Can you output each line of the items below as a JSON list of strings, one string per line, skipping any blank lines?

===== EXCERPTED DATA =====

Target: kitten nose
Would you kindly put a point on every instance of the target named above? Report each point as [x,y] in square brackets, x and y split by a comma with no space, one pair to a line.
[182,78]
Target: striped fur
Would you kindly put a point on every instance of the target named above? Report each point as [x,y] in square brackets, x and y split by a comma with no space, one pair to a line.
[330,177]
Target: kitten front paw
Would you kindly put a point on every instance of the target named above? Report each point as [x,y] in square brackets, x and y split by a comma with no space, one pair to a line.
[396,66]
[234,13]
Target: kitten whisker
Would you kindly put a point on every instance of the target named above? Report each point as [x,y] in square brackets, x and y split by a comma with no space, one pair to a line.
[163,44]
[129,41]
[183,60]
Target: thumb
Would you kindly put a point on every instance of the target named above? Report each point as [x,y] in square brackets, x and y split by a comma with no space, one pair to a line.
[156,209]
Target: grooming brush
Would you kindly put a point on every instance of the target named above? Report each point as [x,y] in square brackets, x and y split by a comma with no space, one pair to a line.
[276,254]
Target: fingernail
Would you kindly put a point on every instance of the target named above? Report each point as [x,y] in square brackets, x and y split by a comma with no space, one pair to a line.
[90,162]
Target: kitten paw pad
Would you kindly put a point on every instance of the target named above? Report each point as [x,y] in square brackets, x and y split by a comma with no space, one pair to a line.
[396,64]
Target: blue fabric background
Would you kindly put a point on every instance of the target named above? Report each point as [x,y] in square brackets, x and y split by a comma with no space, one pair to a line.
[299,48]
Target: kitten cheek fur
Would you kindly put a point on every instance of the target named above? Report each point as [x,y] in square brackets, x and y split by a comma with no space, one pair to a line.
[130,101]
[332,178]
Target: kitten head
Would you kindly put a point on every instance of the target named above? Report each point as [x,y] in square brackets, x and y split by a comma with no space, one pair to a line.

=====

(RESULT BELOW):
[
  "Target: kitten nose",
  "Would you kindly put a point on every instance of the target named above? Report each point as [x,y] in square brackets, x and y split by a comma with no space, one pair to a line.",
  "[182,78]",
  "Target: striped fur",
  "Would you kindly put a point on every instance of the target named above? Report each point as [x,y] in square brackets, x and y split by a comma with no space, one pair to a line.",
  "[330,177]",
  "Target: kitten front paw",
  "Would you kindly put a point on every instance of the target named above? Report each point as [x,y] in square brackets, x and y split by a comma with no space, one pair to a line.",
  "[396,66]",
  "[234,13]",
  "Target: kitten whisker",
  "Would you kindly put a point on every instance of the target named above? Report each point as [x,y] in square brackets, x and y split by a comma with no space, one pair to a line.",
  "[163,44]",
  "[129,41]",
  "[183,60]",
  "Target: thumb",
  "Would you kindly put a point on every instance of the target named above? Report each point as [x,y] in square brackets, x and y split by a comma with no space, one pair to a line.",
  "[156,209]",
  "Target: grooming brush",
  "Would you kindly put a point on every instance of the target named above? Report each point as [x,y] in square brackets, x and y split by a comma with no space, one pair to a line.",
  "[276,254]",
  "Target: fingernail",
  "Would you kindly put a point on every instance of the target named above? Report each point as [x,y] in square brackets, x and y split by a comma with no space, one pair to a line.",
  "[90,162]",
  "Target: kitten paw pad",
  "Would you kindly put a point on every instance of the target named above? Report each point as [x,y] in square brackets, x and y split by a comma with no space, one pair to a line.",
  "[396,64]",
  "Target: blue fabric background",
  "Would you kindly put a point on every instance of the target named above? Report each point as [x,y] in square brackets, x and y split by a comma with no space, one pair to a line.",
  "[299,48]",
  "Target: kitten cheek fur",
  "Would you kindly put a point on every instance of the target named above? Report each point as [x,y] in square brackets, x and y split by a comma with no space, one pair to a line.",
  "[130,101]",
  "[332,178]",
  "Target: kitten head",
  "Would you kindly put a point on every instance of the target named above? Report each point as [x,y] in square brackets, x and y split by a comma with no space, one pair to a line."
]